## [Page]
Andrew Martin Fairbairn (1838–1912), Congregational minister and college head, was born at Inverkeithing, Fife, on 4 November 1838. He came of covenanting stock and received strict religious training. He was the second son of John Fairbairn, a miller, and a leader in the United Secession church, and his wife, Helen, daughter of Andrew Martin, of Blainslie, near Lauder. He had very little regular schooling, and began to earn his own living before he was ten. A voracious reader with a retentive memory, he prepared himself for Edinburgh University, where he afterwards studied, though he took no degree.

Meanwhile Fairbairn had become an adherent of the Evangelical Union founded by James Morison, under whose influence Fairbairn decided to become a minister. He entered the theological college of the union in Glasgow in 1857, and in 1860 was ordained and inducted to the Evangelical Union pastorate in Bathgate. While in that post he visited Germany, where he studied at Berlin from 1865 to 1866 under Dorner, Tholuck, and Hengstenberg, and from that time onwards the advocacy of a freer and broader theology than that prevalent in the Scotland of his day became the passion of Fairbairn’s life. He married in 1868 Jane, youngest daughter of John Shields of Byres, Bathgate. They had two sons and two daughters.

Fairbairn wrote, preached, and lectured with untiring persistence, and did not shrink from controversy. He was chairman of the Evangelical Union in 1870. From Bathgate he moved in 1872 to St Paul’s Congregational Church, Aberdeen, where he won a great reputation as a preacher and as a lecturer on philosophical and theological subjects. His first book, Studies in the Philosophy of Religion and History (1876), at once called attention to him as a forceful religious teacher. In 1877 Fairbairn became principal of Airedale College, Bradford, thus transferring his religious allegiance to English Congregationalism. He soon showed his quality as a religious leader, and while at Airedale became chairman of the Congregational Union of England and Wales in 1883.

During the same period Fairbairn set himself to a task which absorbed him for many years, namely the reform and development of theological education among the free churches. When, therefore, it was proposed in 1886 to establish a Congregational theological college in Oxford, Fairbairn was marked out as the best man to lead the enterprise. He was made principal of the new foundation, Mansfield College, and its early success was largely due to his sagacity, industry, and tact. Its standing (and Fairbairn’s) was recognized when Gladstone dined there on 5 February 1890. Fairbairn’s wide learning and liberal spirit, the rugged eloquence of his style, and his deep insight into human nature made him a most attractive and stimulating teacher; his students responded with loyalty and devotion.

## [Challenge A]
Write out all of the dataset records below without any changes.

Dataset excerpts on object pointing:

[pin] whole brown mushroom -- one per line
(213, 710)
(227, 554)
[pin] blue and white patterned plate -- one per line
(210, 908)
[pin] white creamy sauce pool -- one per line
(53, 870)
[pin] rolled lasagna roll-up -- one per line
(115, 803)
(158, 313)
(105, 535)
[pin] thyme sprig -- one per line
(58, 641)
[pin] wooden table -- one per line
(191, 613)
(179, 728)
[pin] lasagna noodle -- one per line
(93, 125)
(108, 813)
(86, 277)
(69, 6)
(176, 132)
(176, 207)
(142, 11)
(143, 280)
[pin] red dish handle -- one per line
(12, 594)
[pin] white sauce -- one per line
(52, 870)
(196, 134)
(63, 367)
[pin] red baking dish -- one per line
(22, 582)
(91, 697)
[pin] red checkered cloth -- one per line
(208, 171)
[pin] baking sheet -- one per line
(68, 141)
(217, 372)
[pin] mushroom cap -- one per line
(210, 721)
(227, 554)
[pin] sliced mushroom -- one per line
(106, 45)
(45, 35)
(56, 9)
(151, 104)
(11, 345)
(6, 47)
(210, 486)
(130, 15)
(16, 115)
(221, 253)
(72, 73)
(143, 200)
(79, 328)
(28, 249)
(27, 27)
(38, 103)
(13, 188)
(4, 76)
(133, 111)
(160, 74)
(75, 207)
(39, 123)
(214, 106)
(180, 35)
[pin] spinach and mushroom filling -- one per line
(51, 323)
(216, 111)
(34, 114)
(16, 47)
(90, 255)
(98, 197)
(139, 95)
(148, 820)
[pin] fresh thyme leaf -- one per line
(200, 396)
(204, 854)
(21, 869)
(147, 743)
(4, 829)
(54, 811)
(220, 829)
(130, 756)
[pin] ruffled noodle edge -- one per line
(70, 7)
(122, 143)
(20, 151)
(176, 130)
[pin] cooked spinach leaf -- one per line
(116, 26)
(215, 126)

## [Challenge B]
In the Fairbairn biography above, rewrite the paragraph beginning "Meanwhile Fairbairn had become" as a short bulleted list that keeps its main facts.

## [Task result A]
[pin] whole brown mushroom -- one per line
(213, 710)
(227, 554)
[pin] blue and white patterned plate -- one per line
(210, 908)
[pin] white creamy sauce pool -- one per line
(53, 870)
[pin] rolled lasagna roll-up -- one per line
(115, 803)
(158, 313)
(105, 535)
[pin] thyme sprig -- one per line
(58, 641)
[pin] wooden table -- one per line
(191, 613)
(179, 728)
[pin] lasagna noodle -- one per line
(93, 125)
(108, 813)
(86, 277)
(69, 6)
(176, 132)
(176, 207)
(142, 11)
(143, 280)
[pin] red dish handle -- one per line
(12, 594)
[pin] white sauce -- one per line
(52, 870)
(196, 134)
(63, 367)
[pin] red baking dish -- one per line
(22, 582)
(91, 697)
[pin] red checkered cloth -- one per line
(208, 171)
[pin] baking sheet -- one per line
(68, 141)
(217, 372)
[pin] mushroom cap -- one per line
(210, 721)
(227, 554)
[pin] sliced mushroom -- one per line
(106, 45)
(45, 35)
(56, 9)
(151, 104)
(11, 345)
(6, 47)
(210, 486)
(130, 15)
(16, 115)
(221, 253)
(72, 73)
(143, 200)
(79, 328)
(28, 249)
(27, 27)
(38, 103)
(13, 188)
(4, 76)
(133, 111)
(160, 74)
(75, 207)
(39, 123)
(214, 106)
(180, 35)
[pin] spinach and mushroom filling -- one per line
(51, 323)
(216, 111)
(34, 114)
(16, 47)
(90, 255)
(98, 197)
(139, 95)
(148, 820)
[pin] fresh thyme leaf -- one per line
(200, 396)
(204, 854)
(21, 869)
(147, 743)
(4, 829)
(54, 811)
(220, 829)
(130, 756)
[pin] ruffled noodle edge -- one per line
(70, 7)
(122, 143)
(20, 151)
(176, 130)
[pin] cooked spinach leaf -- one per line
(116, 26)
(215, 126)

## [Task result B]
- Joined the Evangelical Union founded by James Morison and, under Morison's influence, decided to become a minister.
- Entered the union's theological college in Glasgow in 1857.
- Was ordained in 1860 and inducted to the Evangelical Union pastorate in Bathgate.
- Studied at Berlin from 1865 to 1866 under Dorner, Tholuck, and Hengstenberg.
- From then on, made advocating a freer and broader theology than Scotland's prevailing one the passion of his life.
- In 1868 married Jane, youngest daughter of John Shields of Byres, Bathgate. They had two sons and two daughters.